■ **Problem details**:
Every record that follows should be written out word for word; the pictures stay out.
───── Provided data
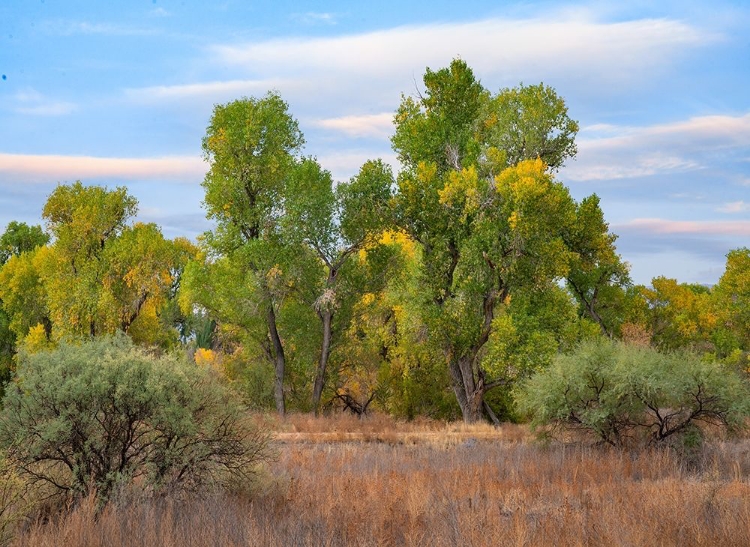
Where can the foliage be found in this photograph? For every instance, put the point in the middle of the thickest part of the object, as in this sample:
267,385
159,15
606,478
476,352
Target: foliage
──────────
■ **Problem solution**:
Where can the foliage be found in this photograph? For every instance, put the point in the middle of the thickest part of the object, as in this sample:
267,385
159,15
606,478
476,352
Target: foliage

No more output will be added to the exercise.